Exercise objective:
Each word in the data below should be copied exactly; the images should not.

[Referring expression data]
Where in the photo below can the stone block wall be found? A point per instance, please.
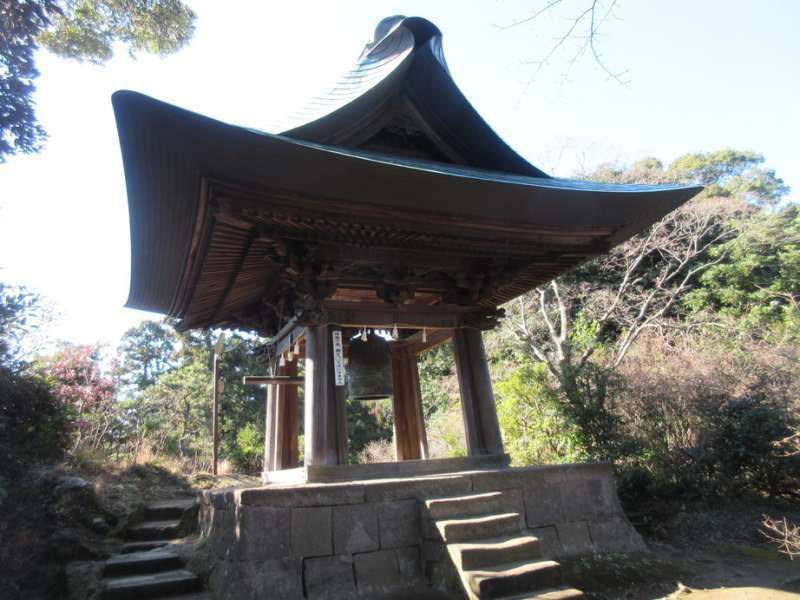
(369, 538)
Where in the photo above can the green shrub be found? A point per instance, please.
(532, 419)
(248, 453)
(743, 450)
(34, 425)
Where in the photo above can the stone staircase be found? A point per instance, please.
(495, 557)
(147, 567)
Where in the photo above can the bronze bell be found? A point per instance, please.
(369, 370)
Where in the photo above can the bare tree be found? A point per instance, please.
(642, 282)
(582, 26)
(782, 533)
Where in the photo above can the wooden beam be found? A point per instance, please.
(272, 380)
(405, 316)
(285, 338)
(416, 345)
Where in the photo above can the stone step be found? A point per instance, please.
(470, 506)
(514, 578)
(168, 509)
(477, 528)
(129, 547)
(136, 563)
(154, 530)
(498, 551)
(154, 585)
(563, 593)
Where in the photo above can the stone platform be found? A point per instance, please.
(374, 538)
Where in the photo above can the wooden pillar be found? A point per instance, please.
(270, 430)
(287, 453)
(410, 438)
(325, 416)
(481, 428)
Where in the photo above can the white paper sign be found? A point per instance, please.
(338, 358)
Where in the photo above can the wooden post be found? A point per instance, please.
(325, 418)
(215, 416)
(481, 428)
(287, 453)
(270, 426)
(410, 438)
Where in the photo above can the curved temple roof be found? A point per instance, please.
(389, 189)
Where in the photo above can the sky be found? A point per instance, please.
(700, 76)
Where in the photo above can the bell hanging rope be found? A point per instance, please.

Completed exercise:
Where in the photo below can the stone block wall be found? A point per instance, please.
(369, 538)
Where in the photo above can the green shrub be found? A point per instance, please.
(532, 419)
(248, 453)
(743, 450)
(34, 425)
Where in the photo above can the stone staircase be found? A point per instance, please.
(495, 557)
(147, 567)
Where in the photo above can the bronze bell be found? A point per instance, please.
(369, 370)
Where in the photo above can the bare tree be found? A point per instance, please.
(642, 282)
(582, 26)
(782, 533)
Where in the photo above can the wooden beam be found? A point per instance, please.
(272, 380)
(405, 316)
(285, 338)
(416, 345)
Where in the photo above can the stone step be found? A point per instance, please.
(470, 506)
(514, 578)
(168, 509)
(477, 528)
(129, 547)
(136, 563)
(154, 530)
(498, 551)
(154, 585)
(563, 593)
Where in the photo above can the stone platform be found? A point per instance, please.
(374, 538)
Where in the photo above can the wooden pillar be found? A point per instance, please.
(270, 430)
(287, 453)
(410, 438)
(325, 416)
(481, 428)
Where in the photo above can the white paper sign be found? A point per instance, please.
(338, 358)
Where in the photo above can the wooden post be found? A point per instance, please.
(325, 418)
(215, 416)
(481, 428)
(287, 453)
(270, 426)
(410, 438)
Where in the photo above can the curved temple roof be found? A point per instance, please.
(389, 189)
Where in the photo above can the sky be found? A point per instance, please.
(700, 76)
Where in the photo above can the bell hanging rope be found? A point per instance, please.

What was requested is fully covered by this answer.